SOURCE DATA:
— START —

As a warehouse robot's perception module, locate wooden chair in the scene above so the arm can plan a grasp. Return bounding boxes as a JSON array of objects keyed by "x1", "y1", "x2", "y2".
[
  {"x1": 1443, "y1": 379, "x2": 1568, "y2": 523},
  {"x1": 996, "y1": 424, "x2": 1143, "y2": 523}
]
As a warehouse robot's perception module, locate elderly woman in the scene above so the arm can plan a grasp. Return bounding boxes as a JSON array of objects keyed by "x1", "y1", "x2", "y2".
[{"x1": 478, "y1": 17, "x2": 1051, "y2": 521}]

— END —

Print all of the data above again, line for line and without any changes.

SOLUTION:
As a warehouse robot's perception module, locate wooden chair in the scene above so the arm can plan a grasp. Return bounding boxes as a JSON array of objects keyed by "x1", "y1", "x2", "y2".
[
  {"x1": 1443, "y1": 379, "x2": 1568, "y2": 523},
  {"x1": 996, "y1": 424, "x2": 1143, "y2": 523}
]
As a warehouse robot's perception module, locate elderly woman in the scene above so the arm can plan a grasp. Return bounding boxes as a JSON array of objects keyed by "x1", "y1", "x2", "y2".
[{"x1": 478, "y1": 17, "x2": 1051, "y2": 521}]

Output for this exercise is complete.